• _To be done_
1 – In the passage on GAAD and ADA Title II, reword the part that begins at "Public entities face" and ends after "changes the conversation.", replacing "procurement language" with "contract language".
2 – Translate this sentence from the passage on GAAD and ADA Title II into Spanish: "Awareness days work when they create accountability."
3 – Pick up the passage on GAAD and ADA Title II where it stops and keep writing it.

• _Excerpted passage_
◇ ◇ ◇ ◇ ◇ ◇ ◇

Global Accessibility Awareness Day (GAAD) arrives this Thursday, May 21, and understanding ADA Title II requirements is essential for public entities. For the thousands of public entities now operating under updated ADA Title II digital accessibility requirements, it should mean something more substantive. As we approach GAAD 2026, municipalities in Wisconsin, Illinois, Minnesota, and Michigan must focus on the upcoming ADA Title II deadlines.

Awareness days work when they create accountability. They fail when they become performance.

Public entities face a very different landscape this year than they did during prior GAAD observances. WCAG 2.1 AA is no longer simply a best-practice framework discussed at conferences or embedded in procurement language. Under 28 CFR Part 35 Subpart H, digital accessibility expectations for state and local governments are now formalized operational obligations.

That changes the conversation.

Entities that publicly celebrate accessibility awareness while still lacking a basic audit strategy, remediation roadmap, governance process, or accountable ownership structure risk signaling something unintentionally: that accessibility remains a communications exercise rather than an operational commitment.

If public entities want to use GAAD productively this year, the goal should not be visibility. It should be momentum.

Three actions are worth considering this week regardless of where an organization currently sits on its accessibility journey:

1. Publish an ADA Title II Accessibility Statement

A meaningful accessibility statement should do more than declare support for inclusion. It should explain how residents can request assistance, report barriers, or obtain accessible versions of public information. It should also identify the standards being pursued and acknowledge that accessibility is an ongoing operational process.

◇ ◇ ◇ ◇ ◇ ◇ ◇

• _Provided data_
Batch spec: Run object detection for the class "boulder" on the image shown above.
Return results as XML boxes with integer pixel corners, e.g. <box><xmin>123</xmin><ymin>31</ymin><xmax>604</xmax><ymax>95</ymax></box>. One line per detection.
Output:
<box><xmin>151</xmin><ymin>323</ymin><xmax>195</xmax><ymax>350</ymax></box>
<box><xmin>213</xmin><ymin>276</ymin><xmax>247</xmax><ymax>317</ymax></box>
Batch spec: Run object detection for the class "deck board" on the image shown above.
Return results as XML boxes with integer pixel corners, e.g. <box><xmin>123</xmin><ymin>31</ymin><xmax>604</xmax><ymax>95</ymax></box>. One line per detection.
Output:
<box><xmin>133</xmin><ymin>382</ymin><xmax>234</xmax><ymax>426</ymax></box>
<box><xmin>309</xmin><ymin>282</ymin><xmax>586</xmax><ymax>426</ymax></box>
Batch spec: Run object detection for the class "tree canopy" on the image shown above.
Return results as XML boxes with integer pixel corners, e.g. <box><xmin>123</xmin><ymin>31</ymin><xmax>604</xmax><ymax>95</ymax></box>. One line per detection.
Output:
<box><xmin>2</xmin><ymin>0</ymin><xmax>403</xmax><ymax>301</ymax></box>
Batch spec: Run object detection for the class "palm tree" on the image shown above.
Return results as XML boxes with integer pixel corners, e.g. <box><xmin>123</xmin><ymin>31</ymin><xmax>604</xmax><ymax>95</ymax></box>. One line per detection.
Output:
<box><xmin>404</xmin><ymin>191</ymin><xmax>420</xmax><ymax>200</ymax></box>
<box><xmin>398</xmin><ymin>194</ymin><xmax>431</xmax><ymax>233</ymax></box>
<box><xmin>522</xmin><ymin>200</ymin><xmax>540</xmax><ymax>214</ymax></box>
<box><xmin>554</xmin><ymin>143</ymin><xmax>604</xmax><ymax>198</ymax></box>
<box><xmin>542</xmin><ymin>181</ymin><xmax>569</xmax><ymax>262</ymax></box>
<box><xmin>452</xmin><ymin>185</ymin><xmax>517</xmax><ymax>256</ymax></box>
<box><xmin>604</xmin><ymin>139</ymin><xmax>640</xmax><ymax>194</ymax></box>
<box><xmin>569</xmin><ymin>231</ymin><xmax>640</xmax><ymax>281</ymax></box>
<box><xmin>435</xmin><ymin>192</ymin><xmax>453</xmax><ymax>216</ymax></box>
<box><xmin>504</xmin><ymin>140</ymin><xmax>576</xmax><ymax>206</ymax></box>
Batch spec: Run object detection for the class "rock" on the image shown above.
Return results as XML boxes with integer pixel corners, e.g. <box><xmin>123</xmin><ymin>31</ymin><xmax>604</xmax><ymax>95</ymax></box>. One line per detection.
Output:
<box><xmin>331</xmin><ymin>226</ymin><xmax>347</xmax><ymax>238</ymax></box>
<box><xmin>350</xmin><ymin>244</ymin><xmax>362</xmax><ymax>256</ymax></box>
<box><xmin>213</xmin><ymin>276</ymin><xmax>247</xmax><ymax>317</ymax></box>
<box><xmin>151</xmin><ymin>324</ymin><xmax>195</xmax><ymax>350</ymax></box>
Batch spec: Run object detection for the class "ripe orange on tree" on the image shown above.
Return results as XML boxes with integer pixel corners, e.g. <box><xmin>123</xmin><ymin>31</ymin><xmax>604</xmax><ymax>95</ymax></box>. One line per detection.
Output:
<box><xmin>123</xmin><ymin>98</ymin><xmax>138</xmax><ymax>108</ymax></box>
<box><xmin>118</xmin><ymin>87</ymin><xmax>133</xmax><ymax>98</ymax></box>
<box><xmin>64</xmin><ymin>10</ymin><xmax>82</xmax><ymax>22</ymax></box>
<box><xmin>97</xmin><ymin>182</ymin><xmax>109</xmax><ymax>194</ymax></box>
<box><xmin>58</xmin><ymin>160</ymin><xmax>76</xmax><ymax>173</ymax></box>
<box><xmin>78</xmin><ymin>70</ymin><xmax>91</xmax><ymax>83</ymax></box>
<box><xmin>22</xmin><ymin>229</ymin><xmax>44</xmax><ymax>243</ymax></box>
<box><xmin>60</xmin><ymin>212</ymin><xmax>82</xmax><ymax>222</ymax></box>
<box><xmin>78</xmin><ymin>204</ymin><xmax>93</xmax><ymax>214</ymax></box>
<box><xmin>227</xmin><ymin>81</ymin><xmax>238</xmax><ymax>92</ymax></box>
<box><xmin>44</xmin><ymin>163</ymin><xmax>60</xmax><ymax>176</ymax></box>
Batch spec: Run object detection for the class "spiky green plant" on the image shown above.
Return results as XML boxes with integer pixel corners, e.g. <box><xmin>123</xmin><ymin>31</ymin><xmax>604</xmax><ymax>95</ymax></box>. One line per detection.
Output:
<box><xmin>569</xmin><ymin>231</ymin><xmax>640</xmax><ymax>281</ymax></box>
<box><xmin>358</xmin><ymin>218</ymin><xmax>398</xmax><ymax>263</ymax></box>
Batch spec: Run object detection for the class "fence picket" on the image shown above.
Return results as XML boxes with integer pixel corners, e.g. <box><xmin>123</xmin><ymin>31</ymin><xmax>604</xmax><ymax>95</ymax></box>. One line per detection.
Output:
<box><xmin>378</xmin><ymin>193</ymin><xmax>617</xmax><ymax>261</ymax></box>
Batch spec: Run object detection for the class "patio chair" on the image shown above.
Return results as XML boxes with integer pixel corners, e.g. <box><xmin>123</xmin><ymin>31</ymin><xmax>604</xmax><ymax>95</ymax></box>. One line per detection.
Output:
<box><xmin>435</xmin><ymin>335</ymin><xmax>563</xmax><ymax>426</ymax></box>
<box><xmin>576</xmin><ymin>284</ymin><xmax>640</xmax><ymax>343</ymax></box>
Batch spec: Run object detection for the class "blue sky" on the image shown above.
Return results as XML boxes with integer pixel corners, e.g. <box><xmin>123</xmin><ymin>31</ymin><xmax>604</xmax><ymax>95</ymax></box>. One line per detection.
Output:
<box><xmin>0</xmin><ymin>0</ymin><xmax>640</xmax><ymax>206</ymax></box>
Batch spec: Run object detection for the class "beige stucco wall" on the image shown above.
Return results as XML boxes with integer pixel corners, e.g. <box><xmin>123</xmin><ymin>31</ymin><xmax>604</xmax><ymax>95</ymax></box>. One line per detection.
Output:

◇ ◇ ◇ ◇ ◇ ◇ ◇

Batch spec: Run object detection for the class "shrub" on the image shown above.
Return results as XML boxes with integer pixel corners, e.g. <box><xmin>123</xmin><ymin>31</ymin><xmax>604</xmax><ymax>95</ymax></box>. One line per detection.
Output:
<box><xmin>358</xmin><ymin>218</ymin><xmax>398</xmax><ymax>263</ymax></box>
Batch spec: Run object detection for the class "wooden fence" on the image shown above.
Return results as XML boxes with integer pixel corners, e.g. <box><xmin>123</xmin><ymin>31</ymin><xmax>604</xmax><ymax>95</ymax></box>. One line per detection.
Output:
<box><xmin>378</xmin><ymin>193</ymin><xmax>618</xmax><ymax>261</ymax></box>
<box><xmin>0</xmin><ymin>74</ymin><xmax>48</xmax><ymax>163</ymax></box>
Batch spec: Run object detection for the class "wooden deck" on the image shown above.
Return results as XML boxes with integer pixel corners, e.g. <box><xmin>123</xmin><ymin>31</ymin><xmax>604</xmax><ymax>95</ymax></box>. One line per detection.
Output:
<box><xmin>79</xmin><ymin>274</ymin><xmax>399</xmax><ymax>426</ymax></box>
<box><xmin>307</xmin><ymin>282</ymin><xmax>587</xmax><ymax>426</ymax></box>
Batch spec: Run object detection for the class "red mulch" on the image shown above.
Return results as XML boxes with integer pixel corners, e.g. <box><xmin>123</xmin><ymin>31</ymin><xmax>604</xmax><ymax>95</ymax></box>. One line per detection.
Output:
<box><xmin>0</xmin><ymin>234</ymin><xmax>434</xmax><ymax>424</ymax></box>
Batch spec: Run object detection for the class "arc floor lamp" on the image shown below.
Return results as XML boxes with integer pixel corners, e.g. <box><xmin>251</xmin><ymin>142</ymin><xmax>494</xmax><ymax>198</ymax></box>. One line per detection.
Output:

◇ ◇ ◇ ◇ ◇ ◇ ◇

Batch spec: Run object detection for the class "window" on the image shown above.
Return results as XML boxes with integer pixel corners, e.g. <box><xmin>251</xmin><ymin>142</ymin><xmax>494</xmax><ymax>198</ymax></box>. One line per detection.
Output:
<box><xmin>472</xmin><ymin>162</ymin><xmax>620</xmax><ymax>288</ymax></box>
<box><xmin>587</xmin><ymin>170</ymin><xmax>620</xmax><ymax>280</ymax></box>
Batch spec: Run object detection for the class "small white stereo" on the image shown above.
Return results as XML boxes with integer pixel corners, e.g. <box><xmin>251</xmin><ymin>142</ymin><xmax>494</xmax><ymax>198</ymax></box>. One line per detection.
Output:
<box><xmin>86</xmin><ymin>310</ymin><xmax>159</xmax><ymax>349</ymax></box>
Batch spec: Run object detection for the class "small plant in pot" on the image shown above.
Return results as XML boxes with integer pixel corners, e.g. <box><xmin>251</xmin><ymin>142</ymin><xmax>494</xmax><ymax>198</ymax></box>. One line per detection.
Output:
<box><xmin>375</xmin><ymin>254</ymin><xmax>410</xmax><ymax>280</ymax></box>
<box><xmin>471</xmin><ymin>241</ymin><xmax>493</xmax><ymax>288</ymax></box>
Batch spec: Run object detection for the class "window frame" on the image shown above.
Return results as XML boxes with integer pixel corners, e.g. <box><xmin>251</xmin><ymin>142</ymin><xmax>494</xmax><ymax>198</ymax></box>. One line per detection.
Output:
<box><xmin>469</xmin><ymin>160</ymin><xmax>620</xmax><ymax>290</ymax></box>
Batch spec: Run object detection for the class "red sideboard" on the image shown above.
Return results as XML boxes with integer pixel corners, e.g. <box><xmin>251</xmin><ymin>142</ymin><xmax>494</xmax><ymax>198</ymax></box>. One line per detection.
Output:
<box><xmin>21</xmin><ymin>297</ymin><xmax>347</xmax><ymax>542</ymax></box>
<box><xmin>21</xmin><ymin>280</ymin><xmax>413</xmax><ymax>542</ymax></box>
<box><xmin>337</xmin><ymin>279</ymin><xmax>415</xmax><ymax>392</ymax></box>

◇ ◇ ◇ ◇ ◇ ◇ ◇

• _Results in order_
1 –
Public entities face a very different landscape this year than they did during prior GAAD observances. WCAG 2.1 AA is no longer simply a best-practice framework discussed at conferences or embedded in contract language. Under 28 CFR Part 35 Subpart H, digital accessibility expectations for state and local governments are now formalized operational obligations.

That changes the conversation.

2 – Los días de concienciación funcionan cuando generan rendición de cuentas.

3 –
2. Establish and communicate ownership

Accessibility initiatives often stall because responsibility is fragmented across IT, communications, legal, procurement, and departmental leadership. Naming an internal accessibility coordinator or governance lead — even temporarily — creates accountability and signals institutional seriousness.

3. Share a realistic remediation timeline

Public entities do not need to claim perfection. They do need to demonstrate movement. Publishing a phased remediation approach for websites, PDFs, board materials, video archives, or online services can build trust with constituents while helping internal teams prioritize work strategically instead of reactively.

GAAD is a useful pause point.

Use it to make a public commitment, not a public gesture.

Your residents, students, employees, and constituents will remember the difference.

Over the coming months, I’ll be publishing additional observations around ADA Title II readiness, digital accessibility governance, and public-sector communication.”

diigiital.com provides ADA Title II compliance audits and remediation for public entities in Wisconsin, Illinois, Minnesota, and Michigan. For more information or to request a compliance review, visit the Digital Accessibility resource center.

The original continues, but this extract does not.